Document section section start
Police probe possible link between Greene County cold cases
Four months after police began investigating the shooting death of an elderly Greene County man at his rural home, Betty Jane McClellan and Jacob Albert McClellan were at their rural Greene County home the night of March 22, 2009 when a man approached their residence.
“He approached their mobile home under the guise of needing assistance with a vehicle,” state police Cpl. John Tobin said. However, when Jacob McClellan opened the door, the man pulled out a weapon and demanded money and guns, Tobin said.
What happened over the course of the next few minutes would result in the death of Betty McClellan, and the wounding of Jacob McClellan as the man used a semiautomatic handgun to shoot the 66-year-old man in the neck and face before barging into their Gray Township residence.
Tobin said that Jacob McClellan tried initially to fend the man off, and keep him out of the home, before being shot twice.
After they were inside, Jacob McClellan told police he heard multiple shots, Tobin said.
“Jacob flags down some cars and tries to get them to call emergency personnel,” Tobin said.
He said Jacob McClellan then watched as the suspect fled from the home, while hiding behind either some bushes or a car, before climbing into a white 1980s Ford Econoline van and fleeing the scene.
Tobin said Jacob McClellan went back into his home, and found his wife dying in the bedroom.
“She was dead when emergency personnel arrived,” Tobin said, and her husband was taken to Ruby Memorial Hospital in Morgantown, W.Va., for treatment of his wounds.
Tobin said that he was able to survive his injuries.
Document section section end
Extracted records section start
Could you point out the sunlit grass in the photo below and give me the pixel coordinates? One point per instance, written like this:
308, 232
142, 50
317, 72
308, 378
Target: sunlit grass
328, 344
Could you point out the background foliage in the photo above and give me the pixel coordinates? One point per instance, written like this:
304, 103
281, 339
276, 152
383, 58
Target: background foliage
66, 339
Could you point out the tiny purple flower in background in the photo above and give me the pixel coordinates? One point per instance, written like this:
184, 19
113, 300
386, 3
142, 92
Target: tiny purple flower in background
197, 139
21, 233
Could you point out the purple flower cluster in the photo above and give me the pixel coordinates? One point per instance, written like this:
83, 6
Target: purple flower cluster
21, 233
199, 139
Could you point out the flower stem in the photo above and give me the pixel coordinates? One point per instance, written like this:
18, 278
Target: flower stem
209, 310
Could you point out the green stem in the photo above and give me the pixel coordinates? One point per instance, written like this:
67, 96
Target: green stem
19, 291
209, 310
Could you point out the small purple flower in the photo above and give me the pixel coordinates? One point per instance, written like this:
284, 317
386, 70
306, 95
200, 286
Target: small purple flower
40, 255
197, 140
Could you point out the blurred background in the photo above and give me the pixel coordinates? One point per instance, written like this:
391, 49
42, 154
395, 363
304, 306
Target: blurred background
Extracted records section end
Extracted records section start
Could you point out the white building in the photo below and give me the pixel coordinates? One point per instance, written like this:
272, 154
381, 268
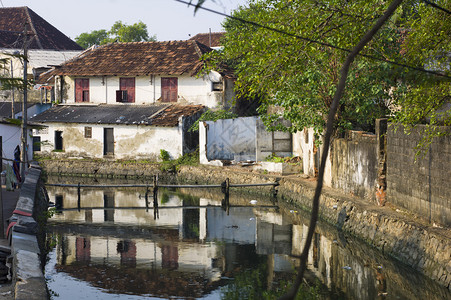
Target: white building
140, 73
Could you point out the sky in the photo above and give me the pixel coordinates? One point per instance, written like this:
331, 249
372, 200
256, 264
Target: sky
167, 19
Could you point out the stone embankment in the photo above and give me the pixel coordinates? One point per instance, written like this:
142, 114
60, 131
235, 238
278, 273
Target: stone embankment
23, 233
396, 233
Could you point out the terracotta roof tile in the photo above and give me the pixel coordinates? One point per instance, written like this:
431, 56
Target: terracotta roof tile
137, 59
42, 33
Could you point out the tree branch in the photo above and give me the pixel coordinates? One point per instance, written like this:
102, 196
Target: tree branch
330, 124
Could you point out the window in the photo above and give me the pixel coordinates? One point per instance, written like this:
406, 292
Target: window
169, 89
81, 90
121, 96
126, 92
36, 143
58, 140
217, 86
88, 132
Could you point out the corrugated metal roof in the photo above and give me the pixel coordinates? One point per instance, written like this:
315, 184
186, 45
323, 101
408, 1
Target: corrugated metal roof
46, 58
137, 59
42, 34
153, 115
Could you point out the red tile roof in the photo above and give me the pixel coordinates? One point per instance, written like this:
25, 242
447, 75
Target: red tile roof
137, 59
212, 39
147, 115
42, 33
Extracted records section end
## Exercise set
[A] Answer these questions from the Greene County shooting report:
(i) On what date did the man approach the McClellans' home?
(ii) What vehicle did the suspect climb into to flee the scene?
(iii) To which hospital was Jacob McClellan taken?
[B] Quote the Greene County shooting report from "He said Jacob" to "in the bedroom.".

## Responses by item number
[A]
(i) March 22, 2009
(ii) A white 1980s Ford Econoline van
(iii) Ruby Memorial Hospital in Morgantown, W.Va.

[B]
He said Jacob McClellan then watched as the suspect fled from the home, while hiding behind either some bushes or a car, before climbing into a white 1980s Ford Econoline van and fleeing the scene.
Tobin said Jacob McClellan went back into his home, and found his wife dying in the bedroom.